__EXCERPT TO READ__.
Foreign Trade – Interview given by Laurent Fabius, Minister of Foreign Affairs and International Development, to Aujourd’hui en France/Le Parisien (excerpts - April 6, 2014)

Q. – During the last reshuffle, you inherited – besides foreign affairs – international development. What does that cover exactly?

THE MINISTER – The Quai d’Orsay [Foreign Ministry] will be responsible for diplomacy in general and for European affairs, development, French nationals abroad and Francophony. On top of that, foreign trade and tourism will now come within its remit. This will allow the state’s external action to be unified under the same authority. The goal is efficiency and coherence, benefiting in particular the economic recovery – a government priority.

Q. – But until now, foreign trade has come under Bercy [Economy Ministry]…

THE MINISTER – We’ll obviously work with the Economy Ministry. The duplication of the networks – Bercy and the Quai d’Orsay – has often been criticized in the past as a source of difficulties. We can’t talk about simplification all the time and not carry out reforms to that effect. Moreover, several of my predecessors and the Cour des Comptes [Auditor-General’s Department] recommended this. Look, just because our ambassadors are to spend more time on trade and tourism doesn’t mean they’ll have to spend less time on education, culture, science and strategy – France’s external action is a unified entity.

Q. – The trade deficit amounted to €60 billion in 2013. How can the negative spiral be halted?

__DATASET ROWS__.

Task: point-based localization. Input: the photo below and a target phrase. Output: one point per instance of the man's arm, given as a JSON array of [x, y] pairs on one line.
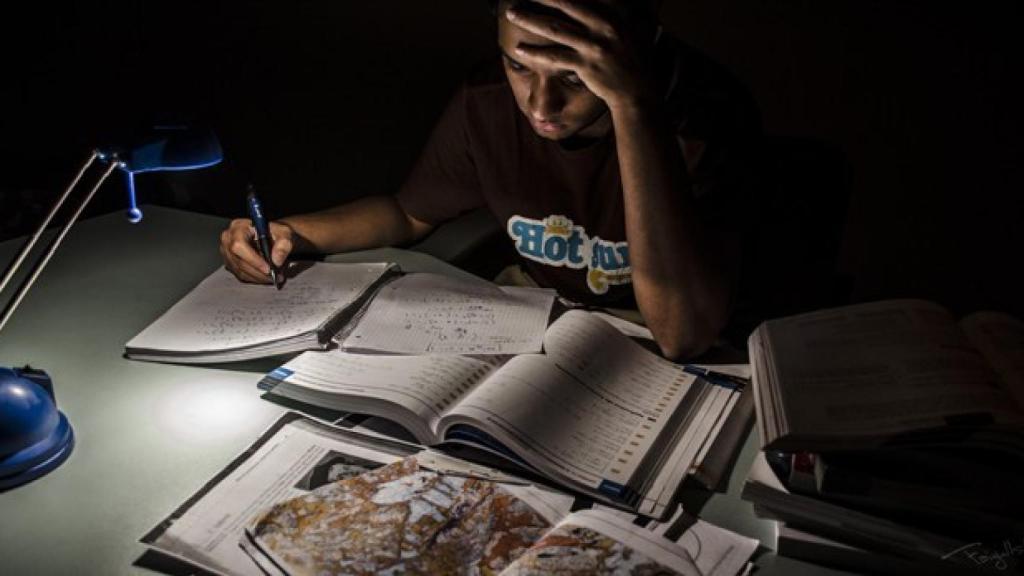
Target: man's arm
[[682, 274], [368, 222]]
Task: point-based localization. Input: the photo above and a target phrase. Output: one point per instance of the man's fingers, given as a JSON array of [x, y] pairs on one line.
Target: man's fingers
[[594, 19], [556, 56], [282, 248], [244, 252], [246, 273], [553, 28]]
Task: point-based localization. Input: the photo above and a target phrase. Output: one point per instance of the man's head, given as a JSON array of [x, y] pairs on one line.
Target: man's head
[[555, 101]]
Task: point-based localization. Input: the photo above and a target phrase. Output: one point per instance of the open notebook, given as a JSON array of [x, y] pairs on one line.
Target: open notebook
[[223, 320], [596, 412], [346, 478]]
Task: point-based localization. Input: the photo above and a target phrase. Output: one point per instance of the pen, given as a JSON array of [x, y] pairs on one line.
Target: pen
[[262, 232], [717, 378]]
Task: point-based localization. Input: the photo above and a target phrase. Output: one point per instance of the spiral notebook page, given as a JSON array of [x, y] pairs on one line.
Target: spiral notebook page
[[433, 314], [222, 313]]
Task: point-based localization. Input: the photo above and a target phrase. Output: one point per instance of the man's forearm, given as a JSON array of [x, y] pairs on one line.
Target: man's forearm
[[368, 222], [681, 290]]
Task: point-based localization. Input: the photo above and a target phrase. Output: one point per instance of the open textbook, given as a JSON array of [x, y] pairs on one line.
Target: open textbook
[[223, 320], [889, 373], [596, 412], [391, 504]]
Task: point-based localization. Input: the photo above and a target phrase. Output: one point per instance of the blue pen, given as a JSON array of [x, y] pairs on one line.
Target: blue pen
[[717, 378], [262, 232]]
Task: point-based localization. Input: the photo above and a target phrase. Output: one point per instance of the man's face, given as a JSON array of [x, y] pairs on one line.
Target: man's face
[[556, 103]]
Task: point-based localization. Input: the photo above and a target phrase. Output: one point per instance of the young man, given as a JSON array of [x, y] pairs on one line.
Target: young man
[[610, 153]]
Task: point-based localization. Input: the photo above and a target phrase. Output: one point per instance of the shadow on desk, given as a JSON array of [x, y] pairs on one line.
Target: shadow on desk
[[163, 564]]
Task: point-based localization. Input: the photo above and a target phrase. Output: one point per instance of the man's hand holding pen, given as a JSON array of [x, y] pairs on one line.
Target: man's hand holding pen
[[243, 250]]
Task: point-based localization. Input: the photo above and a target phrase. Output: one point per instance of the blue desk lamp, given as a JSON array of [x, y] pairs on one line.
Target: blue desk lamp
[[35, 437]]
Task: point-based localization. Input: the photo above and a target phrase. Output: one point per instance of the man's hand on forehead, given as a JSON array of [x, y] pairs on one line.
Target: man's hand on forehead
[[597, 40]]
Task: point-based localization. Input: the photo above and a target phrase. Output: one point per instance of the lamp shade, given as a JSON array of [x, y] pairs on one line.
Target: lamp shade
[[174, 148], [35, 438]]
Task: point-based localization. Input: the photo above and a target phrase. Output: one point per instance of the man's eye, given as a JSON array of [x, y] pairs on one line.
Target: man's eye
[[515, 66], [572, 81]]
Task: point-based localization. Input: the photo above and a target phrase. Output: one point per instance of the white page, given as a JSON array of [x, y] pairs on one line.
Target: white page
[[631, 549], [561, 425], [619, 369], [880, 368], [223, 313], [1000, 340], [208, 533], [427, 385], [434, 314]]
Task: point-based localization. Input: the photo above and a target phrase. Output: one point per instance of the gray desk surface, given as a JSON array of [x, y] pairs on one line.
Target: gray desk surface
[[150, 435]]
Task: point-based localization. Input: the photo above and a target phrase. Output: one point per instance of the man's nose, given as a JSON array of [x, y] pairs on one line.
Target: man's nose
[[546, 99]]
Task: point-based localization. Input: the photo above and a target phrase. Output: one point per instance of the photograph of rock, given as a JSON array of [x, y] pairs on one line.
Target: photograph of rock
[[572, 550], [400, 519]]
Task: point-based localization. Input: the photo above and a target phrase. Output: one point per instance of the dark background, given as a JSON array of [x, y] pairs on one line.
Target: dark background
[[317, 103]]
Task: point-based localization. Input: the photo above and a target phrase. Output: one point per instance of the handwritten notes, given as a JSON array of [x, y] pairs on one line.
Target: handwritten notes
[[224, 314], [426, 385], [432, 314]]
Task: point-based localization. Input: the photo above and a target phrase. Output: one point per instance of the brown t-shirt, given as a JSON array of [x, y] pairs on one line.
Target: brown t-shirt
[[561, 208]]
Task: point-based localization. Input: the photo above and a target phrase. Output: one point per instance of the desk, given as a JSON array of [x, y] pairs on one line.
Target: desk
[[150, 435]]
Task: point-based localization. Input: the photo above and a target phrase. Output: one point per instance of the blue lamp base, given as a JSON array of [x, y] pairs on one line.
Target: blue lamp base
[[35, 437]]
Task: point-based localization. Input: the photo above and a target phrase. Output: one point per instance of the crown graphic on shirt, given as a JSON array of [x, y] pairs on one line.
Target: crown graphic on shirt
[[558, 225]]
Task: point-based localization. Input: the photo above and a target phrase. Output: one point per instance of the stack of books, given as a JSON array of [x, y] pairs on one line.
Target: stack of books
[[892, 438]]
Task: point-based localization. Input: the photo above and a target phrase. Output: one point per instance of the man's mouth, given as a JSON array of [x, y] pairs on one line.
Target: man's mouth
[[548, 126]]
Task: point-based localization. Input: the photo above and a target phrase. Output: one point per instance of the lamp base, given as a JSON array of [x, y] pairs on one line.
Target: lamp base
[[35, 437], [35, 461]]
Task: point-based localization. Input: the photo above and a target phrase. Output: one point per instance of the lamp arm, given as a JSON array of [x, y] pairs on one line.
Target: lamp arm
[[16, 262], [23, 289]]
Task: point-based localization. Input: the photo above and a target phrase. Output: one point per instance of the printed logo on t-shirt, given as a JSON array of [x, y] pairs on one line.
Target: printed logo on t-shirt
[[555, 241]]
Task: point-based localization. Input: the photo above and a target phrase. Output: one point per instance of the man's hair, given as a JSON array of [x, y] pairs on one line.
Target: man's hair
[[649, 5]]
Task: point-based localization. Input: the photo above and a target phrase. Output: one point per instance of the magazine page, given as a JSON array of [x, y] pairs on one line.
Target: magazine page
[[294, 456], [399, 519], [435, 314], [875, 370], [1000, 339], [418, 388], [596, 542], [224, 314], [566, 428]]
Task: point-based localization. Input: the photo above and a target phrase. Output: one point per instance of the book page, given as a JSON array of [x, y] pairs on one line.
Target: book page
[[295, 456], [426, 385], [222, 313], [616, 368], [563, 426], [1000, 339], [600, 543], [434, 314], [400, 519], [877, 369]]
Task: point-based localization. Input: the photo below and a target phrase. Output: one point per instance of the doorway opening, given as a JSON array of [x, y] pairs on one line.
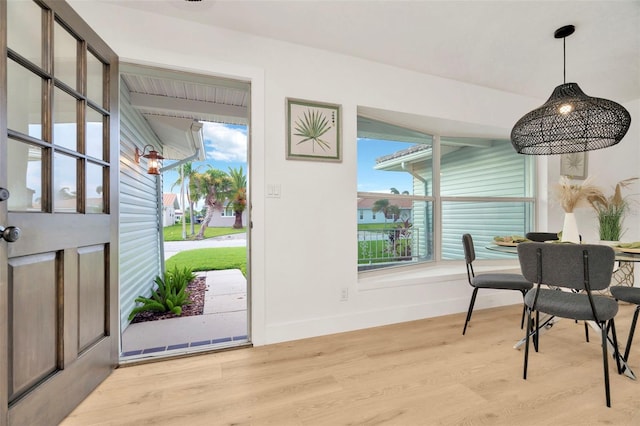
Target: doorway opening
[[200, 124]]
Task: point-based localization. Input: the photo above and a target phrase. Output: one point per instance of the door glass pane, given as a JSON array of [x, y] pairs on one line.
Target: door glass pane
[[65, 56], [94, 134], [65, 183], [25, 176], [24, 100], [24, 32], [94, 79], [95, 203], [64, 120]]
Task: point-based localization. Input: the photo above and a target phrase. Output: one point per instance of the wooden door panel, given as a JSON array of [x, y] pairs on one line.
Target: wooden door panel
[[33, 321], [92, 300]]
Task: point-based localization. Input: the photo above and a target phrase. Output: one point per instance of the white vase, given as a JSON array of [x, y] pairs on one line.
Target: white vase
[[570, 229]]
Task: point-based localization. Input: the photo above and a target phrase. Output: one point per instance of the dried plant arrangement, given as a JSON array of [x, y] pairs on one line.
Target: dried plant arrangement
[[572, 195], [611, 211]]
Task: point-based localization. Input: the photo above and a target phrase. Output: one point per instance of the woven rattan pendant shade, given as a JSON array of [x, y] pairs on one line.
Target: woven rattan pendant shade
[[570, 121], [592, 123]]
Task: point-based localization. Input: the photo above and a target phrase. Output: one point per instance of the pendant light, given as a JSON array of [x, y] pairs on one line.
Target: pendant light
[[570, 120]]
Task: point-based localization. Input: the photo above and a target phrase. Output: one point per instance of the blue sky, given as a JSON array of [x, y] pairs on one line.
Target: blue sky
[[225, 147], [370, 180]]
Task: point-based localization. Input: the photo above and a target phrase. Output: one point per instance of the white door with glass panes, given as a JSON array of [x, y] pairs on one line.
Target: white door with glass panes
[[58, 211]]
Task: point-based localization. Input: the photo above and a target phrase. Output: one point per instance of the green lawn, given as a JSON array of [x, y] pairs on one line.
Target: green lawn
[[376, 226], [174, 232], [210, 259]]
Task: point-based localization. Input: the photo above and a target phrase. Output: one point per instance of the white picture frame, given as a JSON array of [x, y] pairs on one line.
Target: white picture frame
[[313, 130]]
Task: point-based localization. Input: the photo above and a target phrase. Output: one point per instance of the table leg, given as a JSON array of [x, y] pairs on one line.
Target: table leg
[[626, 370], [546, 323]]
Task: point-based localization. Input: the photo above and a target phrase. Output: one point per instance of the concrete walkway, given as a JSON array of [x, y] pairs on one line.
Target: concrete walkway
[[223, 322], [233, 240]]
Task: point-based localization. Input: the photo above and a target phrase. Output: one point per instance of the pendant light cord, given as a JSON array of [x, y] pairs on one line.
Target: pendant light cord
[[564, 56]]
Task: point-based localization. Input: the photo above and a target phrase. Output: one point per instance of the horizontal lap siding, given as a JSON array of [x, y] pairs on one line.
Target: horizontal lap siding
[[477, 172], [139, 229]]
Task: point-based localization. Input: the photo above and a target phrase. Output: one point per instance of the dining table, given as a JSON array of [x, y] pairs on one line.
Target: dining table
[[623, 274]]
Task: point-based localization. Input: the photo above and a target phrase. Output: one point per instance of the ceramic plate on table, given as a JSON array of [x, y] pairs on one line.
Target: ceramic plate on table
[[505, 243]]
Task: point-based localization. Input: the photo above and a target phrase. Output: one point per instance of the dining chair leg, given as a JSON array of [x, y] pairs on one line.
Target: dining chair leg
[[473, 301], [616, 351], [627, 350], [524, 308], [536, 336], [603, 328], [586, 331], [526, 345]]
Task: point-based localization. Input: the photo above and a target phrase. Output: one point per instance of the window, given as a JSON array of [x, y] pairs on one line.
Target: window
[[414, 207]]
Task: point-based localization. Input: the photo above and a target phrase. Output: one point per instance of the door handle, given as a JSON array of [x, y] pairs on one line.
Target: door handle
[[10, 233]]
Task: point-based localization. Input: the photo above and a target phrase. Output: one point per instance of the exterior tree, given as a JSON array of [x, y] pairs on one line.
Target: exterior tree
[[187, 171], [214, 185], [238, 194], [390, 211]]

__YOUR INSTRUCTIONS__.
Transcribe the passage of the foreign trade interview above that begins at the words "Foreign Trade –" and stops after "a government priority.".

__CORRECT RESPONSE__.
Foreign Trade – Interview given by Laurent Fabius, Minister of Foreign Affairs and International Development, to Aujourd’hui en France/Le Parisien (excerpts - April 6, 2014)

Q. – During the last reshuffle, you inherited – besides foreign affairs – international development. What does that cover exactly?

THE MINISTER – The Quai d’Orsay [Foreign Ministry] will be responsible for diplomacy in general and for European affairs, development, French nationals abroad and Francophony. On top of that, foreign trade and tourism will now come within its remit. This will allow the state’s external action to be unified under the same authority. The goal is efficiency and coherence, benefiting in particular the economic recovery – a government priority.